Records provided section start

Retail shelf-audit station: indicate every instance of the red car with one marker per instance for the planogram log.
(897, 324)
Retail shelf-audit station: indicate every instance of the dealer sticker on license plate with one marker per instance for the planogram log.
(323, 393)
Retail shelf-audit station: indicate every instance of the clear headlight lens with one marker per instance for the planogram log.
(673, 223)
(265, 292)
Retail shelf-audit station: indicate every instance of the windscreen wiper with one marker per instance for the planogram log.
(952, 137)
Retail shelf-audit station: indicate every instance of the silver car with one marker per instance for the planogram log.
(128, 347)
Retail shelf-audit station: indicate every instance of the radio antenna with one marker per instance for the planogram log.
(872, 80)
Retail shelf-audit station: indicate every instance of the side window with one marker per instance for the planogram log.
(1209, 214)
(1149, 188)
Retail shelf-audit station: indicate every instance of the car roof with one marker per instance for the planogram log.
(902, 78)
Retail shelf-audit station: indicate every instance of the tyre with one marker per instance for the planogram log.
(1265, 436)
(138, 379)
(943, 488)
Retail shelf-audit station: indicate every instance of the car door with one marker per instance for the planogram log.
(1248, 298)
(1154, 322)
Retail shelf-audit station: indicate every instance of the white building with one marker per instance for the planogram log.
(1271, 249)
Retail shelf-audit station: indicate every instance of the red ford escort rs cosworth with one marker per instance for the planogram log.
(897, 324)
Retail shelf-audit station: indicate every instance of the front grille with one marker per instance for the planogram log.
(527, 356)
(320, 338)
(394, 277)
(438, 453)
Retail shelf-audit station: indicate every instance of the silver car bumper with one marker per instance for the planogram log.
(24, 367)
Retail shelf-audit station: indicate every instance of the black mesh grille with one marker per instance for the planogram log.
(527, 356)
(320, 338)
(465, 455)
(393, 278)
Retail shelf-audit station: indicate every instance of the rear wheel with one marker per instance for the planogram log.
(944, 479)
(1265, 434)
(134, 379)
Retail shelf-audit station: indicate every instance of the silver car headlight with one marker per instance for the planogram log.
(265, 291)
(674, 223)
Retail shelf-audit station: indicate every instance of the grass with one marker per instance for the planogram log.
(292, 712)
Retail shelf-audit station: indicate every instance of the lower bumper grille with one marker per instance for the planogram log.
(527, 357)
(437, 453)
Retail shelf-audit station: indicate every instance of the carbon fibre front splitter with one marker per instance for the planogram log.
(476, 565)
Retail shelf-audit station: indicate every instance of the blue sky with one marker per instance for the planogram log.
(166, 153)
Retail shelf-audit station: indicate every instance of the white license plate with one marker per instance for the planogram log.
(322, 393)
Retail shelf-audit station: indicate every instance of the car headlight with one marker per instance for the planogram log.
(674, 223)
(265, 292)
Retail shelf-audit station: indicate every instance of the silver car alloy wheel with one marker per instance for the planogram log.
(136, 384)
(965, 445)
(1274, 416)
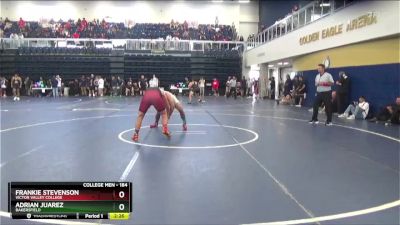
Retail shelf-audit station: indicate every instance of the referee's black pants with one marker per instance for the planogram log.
(326, 98)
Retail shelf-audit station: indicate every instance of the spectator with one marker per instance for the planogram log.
(54, 86)
(154, 82)
(202, 84)
(243, 86)
(83, 86)
(143, 85)
(21, 24)
(114, 86)
(272, 87)
(3, 87)
(28, 86)
(227, 86)
(215, 87)
(120, 86)
(16, 82)
(128, 87)
(323, 82)
(300, 92)
(358, 110)
(135, 89)
(100, 83)
(232, 86)
(389, 113)
(288, 86)
(194, 90)
(92, 86)
(342, 91)
(255, 90)
(59, 82)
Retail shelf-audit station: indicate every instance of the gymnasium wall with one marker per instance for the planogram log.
(204, 12)
(372, 66)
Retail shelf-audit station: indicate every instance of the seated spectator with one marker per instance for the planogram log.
(359, 110)
(300, 92)
(389, 114)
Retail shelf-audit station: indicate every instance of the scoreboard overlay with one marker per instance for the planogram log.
(70, 200)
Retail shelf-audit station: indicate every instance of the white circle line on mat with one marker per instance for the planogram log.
(120, 137)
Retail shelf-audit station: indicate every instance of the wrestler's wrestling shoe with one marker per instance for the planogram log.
(184, 127)
(166, 132)
(135, 137)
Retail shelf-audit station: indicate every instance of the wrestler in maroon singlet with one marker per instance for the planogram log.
(152, 97)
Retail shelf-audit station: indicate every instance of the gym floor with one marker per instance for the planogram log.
(238, 163)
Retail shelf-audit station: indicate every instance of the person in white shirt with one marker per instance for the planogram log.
(358, 110)
(154, 82)
(100, 84)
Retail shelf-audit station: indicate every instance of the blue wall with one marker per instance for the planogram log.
(380, 84)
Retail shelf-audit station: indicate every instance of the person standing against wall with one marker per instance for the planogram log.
(59, 88)
(202, 86)
(342, 91)
(100, 84)
(28, 86)
(215, 87)
(323, 82)
(16, 82)
(54, 86)
(154, 82)
(272, 87)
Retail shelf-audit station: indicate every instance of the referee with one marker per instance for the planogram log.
(323, 82)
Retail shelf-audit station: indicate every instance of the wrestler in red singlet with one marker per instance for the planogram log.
(152, 97)
(172, 103)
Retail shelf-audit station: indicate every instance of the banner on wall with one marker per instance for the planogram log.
(354, 24)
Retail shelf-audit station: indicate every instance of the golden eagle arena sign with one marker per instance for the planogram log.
(360, 22)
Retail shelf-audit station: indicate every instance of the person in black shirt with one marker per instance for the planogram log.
(16, 83)
(54, 84)
(120, 85)
(389, 113)
(342, 91)
(82, 85)
(272, 87)
(300, 92)
(128, 87)
(288, 86)
(92, 86)
(114, 85)
(28, 86)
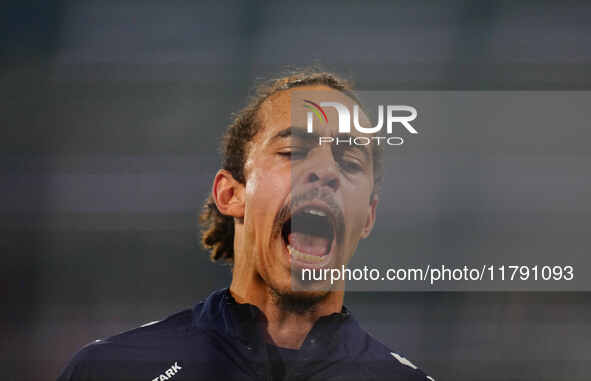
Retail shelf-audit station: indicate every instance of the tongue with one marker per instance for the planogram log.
(308, 244)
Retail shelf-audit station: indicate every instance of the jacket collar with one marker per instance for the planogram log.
(246, 322)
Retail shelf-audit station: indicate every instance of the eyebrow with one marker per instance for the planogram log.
(302, 133)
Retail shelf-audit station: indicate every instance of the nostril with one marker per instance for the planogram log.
(312, 177)
(334, 184)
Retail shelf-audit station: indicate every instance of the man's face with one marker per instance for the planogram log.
(306, 205)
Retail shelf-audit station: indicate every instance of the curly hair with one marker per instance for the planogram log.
(217, 235)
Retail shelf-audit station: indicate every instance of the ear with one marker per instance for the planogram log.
(228, 194)
(371, 217)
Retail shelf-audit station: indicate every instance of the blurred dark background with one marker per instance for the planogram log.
(111, 113)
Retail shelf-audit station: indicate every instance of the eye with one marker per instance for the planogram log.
(351, 166)
(293, 152)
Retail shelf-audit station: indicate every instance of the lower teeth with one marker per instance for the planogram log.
(303, 256)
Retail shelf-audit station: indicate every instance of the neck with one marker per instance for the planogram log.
(290, 316)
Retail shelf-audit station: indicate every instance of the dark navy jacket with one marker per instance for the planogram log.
(221, 340)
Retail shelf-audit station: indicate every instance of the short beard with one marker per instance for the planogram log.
(298, 303)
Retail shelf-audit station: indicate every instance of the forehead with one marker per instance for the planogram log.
(290, 108)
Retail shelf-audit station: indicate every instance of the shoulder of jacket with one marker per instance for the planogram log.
(388, 363)
(145, 343)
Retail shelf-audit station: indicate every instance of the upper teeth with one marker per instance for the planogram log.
(316, 212)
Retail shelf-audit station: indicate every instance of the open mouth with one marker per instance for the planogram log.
(309, 235)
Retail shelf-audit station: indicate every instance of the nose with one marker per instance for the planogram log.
(322, 169)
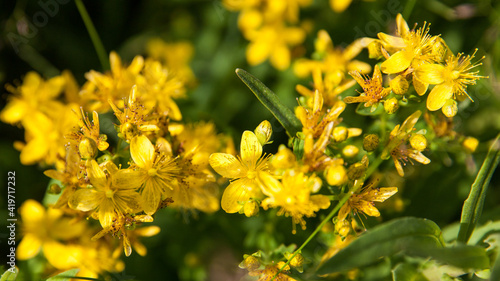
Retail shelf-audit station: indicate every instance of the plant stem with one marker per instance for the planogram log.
(99, 47)
(357, 185)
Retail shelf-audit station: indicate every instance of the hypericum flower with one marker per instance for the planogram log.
(293, 196)
(363, 201)
(247, 174)
(33, 96)
(71, 176)
(114, 85)
(373, 93)
(273, 41)
(48, 230)
(156, 170)
(397, 147)
(450, 79)
(113, 194)
(89, 131)
(416, 48)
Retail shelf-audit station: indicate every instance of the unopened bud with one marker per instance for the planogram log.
(340, 134)
(399, 85)
(343, 227)
(450, 108)
(350, 151)
(264, 132)
(418, 142)
(87, 148)
(251, 208)
(370, 142)
(336, 175)
(374, 49)
(391, 105)
(54, 189)
(470, 144)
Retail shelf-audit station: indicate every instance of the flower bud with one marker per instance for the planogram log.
(297, 261)
(374, 50)
(263, 132)
(343, 227)
(251, 263)
(399, 85)
(340, 134)
(350, 151)
(470, 144)
(450, 108)
(54, 189)
(418, 142)
(336, 175)
(251, 208)
(87, 148)
(391, 105)
(128, 131)
(370, 142)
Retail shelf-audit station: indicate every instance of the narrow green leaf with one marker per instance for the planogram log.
(473, 205)
(271, 101)
(65, 276)
(10, 274)
(407, 272)
(409, 235)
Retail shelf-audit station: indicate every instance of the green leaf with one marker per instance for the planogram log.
(409, 235)
(10, 274)
(65, 276)
(271, 101)
(407, 272)
(473, 205)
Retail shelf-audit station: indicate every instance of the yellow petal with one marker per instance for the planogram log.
(280, 57)
(129, 179)
(96, 175)
(106, 213)
(226, 165)
(142, 151)
(151, 196)
(381, 194)
(29, 247)
(251, 149)
(369, 209)
(420, 87)
(438, 96)
(32, 212)
(62, 256)
(237, 192)
(430, 73)
(397, 62)
(86, 199)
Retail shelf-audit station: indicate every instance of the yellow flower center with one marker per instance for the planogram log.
(109, 193)
(152, 172)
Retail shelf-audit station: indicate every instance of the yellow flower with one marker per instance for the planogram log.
(273, 41)
(416, 48)
(156, 171)
(35, 95)
(374, 92)
(249, 173)
(113, 85)
(363, 201)
(397, 147)
(450, 79)
(49, 230)
(293, 196)
(113, 194)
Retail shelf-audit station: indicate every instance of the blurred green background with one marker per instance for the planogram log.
(209, 247)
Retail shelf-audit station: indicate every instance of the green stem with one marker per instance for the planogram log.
(339, 205)
(99, 47)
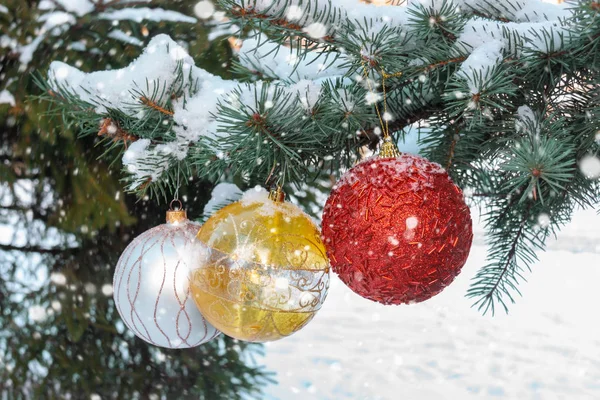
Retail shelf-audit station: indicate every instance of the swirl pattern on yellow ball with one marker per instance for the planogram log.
(265, 273)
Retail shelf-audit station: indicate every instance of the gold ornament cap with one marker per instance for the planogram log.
(388, 149)
(277, 195)
(176, 215)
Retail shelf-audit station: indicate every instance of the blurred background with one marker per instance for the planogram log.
(64, 221)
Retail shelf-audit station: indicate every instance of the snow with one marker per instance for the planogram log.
(590, 166)
(308, 92)
(204, 9)
(478, 67)
(147, 14)
(546, 348)
(124, 37)
(260, 54)
(222, 194)
(316, 30)
(78, 7)
(6, 97)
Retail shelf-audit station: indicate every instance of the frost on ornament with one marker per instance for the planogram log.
(397, 230)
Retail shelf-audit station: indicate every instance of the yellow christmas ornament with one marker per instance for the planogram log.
(264, 273)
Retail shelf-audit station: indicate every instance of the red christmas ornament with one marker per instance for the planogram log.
(397, 230)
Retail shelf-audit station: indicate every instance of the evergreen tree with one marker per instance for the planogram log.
(508, 92)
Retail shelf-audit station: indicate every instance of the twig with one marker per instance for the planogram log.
(146, 101)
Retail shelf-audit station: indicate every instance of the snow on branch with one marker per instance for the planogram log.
(185, 101)
(285, 63)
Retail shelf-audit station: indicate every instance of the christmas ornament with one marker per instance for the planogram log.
(397, 230)
(265, 273)
(151, 285)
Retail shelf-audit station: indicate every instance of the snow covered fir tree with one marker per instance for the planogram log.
(503, 95)
(111, 109)
(64, 219)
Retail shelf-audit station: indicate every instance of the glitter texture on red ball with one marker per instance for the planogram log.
(397, 230)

Records provided section end

Directions ▸ The response should be an exact copy of the lines from the one with "the yellow christmas" through the end of the data, with no other text.

Answer space ▸
Retail shelf-audit station: indicate every instance of the yellow christmas ornament with one marker per instance for the planogram log.
(264, 273)
Retail shelf-audit station: indicate every instance of the red christmas ornament with one marker per instance for the planogram log.
(397, 230)
Retail shelf-audit station: indicate every instance of the evergreen tree with one marker per instance for the planogram log.
(508, 92)
Retail shelf-audit station: indicate every instance of the twig with one marker per instance for the planogram log.
(146, 101)
Retail shelf-audit station: indicate every instance of the snow on branch with one marker per instance for the planogram log.
(185, 101)
(285, 63)
Retail shelf-audit station: indicate every instance of the christmas ornament with one marker per instance for the planogram log.
(397, 230)
(265, 273)
(151, 285)
Retail shelf-audit station: indicate every instance of the snow covered fir tree with one marker per instance for the planogram log.
(503, 95)
(111, 109)
(64, 219)
Retail shelf-audit station: indicate every instance of the glitter texture on red ball with one marker per instance for the planogram log.
(397, 230)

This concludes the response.